Goal 1: Write out the stretch of the passage about Hedley Jones from "At 14, he built" through "own, in 1940.".
Goal 2:
Answer these questions from the passage about Hedley Jones:
(a) What kind of music were recruits sent to play in the hotels of the North Coast?
(b) At what age did Jones build his own cello and banjos?
(c) In what year was the first solid body electric guitar in Jamaica produced?
Goal 3: Proceed with the passage about Hedley Jones, continuing on from its final sentence.

Document:

........

At first, he reminisces, the whole thing was far from a tidal wave. Soundsystems were just a means to an end, something to balance the absence of dancehalls and musicians in the urban areas of post-WWII Jamaica. Those who didn’t migrate to go rebuild England replaced the migrants, and anyone able to hold an instrument was more or less recruited to go and play mento or “Jamaican folkloric music” in the hotels of the North Coast’s budding mass tourism industry – Jones being no exception. Because before turning into an engineer, the man was born a musician.
At 14, he built his own cello and banjos, then proceeded to move to Kingston in 1935 to be a tailor, a cabinet maker, a bus conductor, a newspaper proofreader and a Mr. Fix-It of all trades, from sewing machines to radios to gramophones. But his thing was music at large, and jazz in general. From being the banjoist in a local band, he eventually formed the Hedley Jones Sextet, touring all the lush, Ian Flemming-esque clubs of the North Coast, and moved to guitar after he built his own. This was the first solid body electric guitar in Jamaica, produced the same year Les Paul came up with his own, in 1940.

........

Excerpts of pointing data

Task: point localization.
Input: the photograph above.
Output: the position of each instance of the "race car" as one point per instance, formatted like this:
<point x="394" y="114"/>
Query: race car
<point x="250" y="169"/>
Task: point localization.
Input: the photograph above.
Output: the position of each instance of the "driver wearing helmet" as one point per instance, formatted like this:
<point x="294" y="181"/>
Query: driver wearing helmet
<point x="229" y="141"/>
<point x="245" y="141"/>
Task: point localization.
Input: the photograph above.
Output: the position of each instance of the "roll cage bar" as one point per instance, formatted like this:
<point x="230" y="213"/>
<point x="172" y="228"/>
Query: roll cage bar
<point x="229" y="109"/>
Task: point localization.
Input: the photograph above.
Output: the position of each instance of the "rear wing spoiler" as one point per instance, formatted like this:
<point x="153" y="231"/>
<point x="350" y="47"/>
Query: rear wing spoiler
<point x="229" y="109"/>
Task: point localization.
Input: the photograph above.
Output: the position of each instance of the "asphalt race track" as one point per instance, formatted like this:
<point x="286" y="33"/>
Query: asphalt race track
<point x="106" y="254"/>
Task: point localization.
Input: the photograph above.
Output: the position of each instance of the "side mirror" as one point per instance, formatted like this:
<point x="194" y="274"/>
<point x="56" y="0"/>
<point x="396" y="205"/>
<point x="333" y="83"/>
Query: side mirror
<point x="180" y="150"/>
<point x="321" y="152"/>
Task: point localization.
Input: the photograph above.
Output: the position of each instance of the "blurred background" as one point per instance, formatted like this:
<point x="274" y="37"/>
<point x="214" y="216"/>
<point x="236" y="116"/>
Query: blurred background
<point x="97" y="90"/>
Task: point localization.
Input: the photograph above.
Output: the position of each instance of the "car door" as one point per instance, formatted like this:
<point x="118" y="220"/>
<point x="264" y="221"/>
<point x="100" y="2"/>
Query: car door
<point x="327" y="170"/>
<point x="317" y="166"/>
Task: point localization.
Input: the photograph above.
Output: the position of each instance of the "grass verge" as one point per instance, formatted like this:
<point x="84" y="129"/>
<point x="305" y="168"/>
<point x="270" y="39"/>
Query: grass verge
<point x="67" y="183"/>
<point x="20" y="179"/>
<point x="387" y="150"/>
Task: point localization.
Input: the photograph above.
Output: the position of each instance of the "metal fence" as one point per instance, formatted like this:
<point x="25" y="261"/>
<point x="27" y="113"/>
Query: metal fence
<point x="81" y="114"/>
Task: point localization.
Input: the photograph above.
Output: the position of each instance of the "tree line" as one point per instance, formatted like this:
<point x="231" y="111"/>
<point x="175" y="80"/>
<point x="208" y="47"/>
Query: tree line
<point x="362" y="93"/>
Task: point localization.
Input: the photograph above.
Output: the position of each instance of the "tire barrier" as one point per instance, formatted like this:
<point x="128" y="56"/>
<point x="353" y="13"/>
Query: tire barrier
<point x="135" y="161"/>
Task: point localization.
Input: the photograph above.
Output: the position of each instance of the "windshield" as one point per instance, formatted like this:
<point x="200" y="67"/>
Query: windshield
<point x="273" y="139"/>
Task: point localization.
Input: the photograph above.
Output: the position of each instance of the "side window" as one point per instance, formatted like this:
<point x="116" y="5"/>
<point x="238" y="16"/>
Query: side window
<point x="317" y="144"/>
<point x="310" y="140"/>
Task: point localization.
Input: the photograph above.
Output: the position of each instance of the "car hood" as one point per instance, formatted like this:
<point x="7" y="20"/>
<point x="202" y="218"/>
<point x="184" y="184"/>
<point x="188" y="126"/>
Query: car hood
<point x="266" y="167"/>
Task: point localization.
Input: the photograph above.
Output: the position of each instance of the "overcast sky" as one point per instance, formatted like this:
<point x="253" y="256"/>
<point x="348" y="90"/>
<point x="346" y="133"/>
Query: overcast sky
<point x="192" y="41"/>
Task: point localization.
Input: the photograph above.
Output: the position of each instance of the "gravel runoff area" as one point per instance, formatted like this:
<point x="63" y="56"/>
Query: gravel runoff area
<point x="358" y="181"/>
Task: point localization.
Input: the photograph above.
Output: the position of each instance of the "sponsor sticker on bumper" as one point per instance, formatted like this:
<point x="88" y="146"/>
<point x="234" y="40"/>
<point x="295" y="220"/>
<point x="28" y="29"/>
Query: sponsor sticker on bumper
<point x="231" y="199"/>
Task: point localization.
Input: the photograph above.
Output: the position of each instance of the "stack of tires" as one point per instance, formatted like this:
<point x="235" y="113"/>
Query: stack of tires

........

Exercise answer 1:
At 14, he built his own cello and banjos, then proceeded to move to Kingston in 1935 to be a tailor, a cabinet maker, a bus conductor, a newspaper proofreader and a Mr. Fix-It of all trades, from sewing machines to radios to gramophones. But his thing was music at large, and jazz in general. From being the banjoist in a local band, he eventually formed the Hedley Jones Sextet, touring all the lush, Ian Flemming-esque clubs of the North Coast, and moved to guitar after he built his own. This was the first solid body electric guitar in Jamaica, produced the same year Les Paul came up with his own, in 1940.

Exercise answer 2:
(a) Mento, or "Jamaican folkloric music"
(b) 14
(c) 1940

Exercise answer 3:
“The first one in Jamaica,” Jones carefully stresses, after the recent unearthing of a Gleaner article from 1940, and the internet frenzy that ensued , could have made it sound like Les Paul might as well have bootlegged his.
In true David vs. Goliath fashion, the story would have been perfect. But let’s set the record straight once for all with ethnomusicologist Dr. Ray Hitchins, the Coordinator for the Entertainment and Cultural Enterprise Management program at The Institute of Caribbean Studies at University of the West Indies, and author of Vibe Merchants: The Sound Creators of Jamaican Popular Music: “The solid body electric guitar is widely recognized as being the 1935 Rickenbacker Model B Spanish model, which Jones’ first Jamaican made instrument is similar to in design, construction and size (See writings by George Gruhn, Richard Smith and in ‘Music and Technology In The Twentieth Century’ by Hans Joachim Braun, 2000),” he pointed in an email interview. “Gibson also registered a similar solid body design at the US patent office in 1936. In a Rebecca McSwain article, she also discusses how the first experimentation for guitar pickups was based on telephone transducer technology in the late 1920s, a claim that Jones also makes! The Hawaiian instruments, based on [newspaper The Jamaica] Gleaner reports from the 1930s and ’40s, were popular in Jamaica and I could imagine that Jones, who was working for a Jamaican newspaper in the ’30s, saw an article on the instrument and decided to version it.”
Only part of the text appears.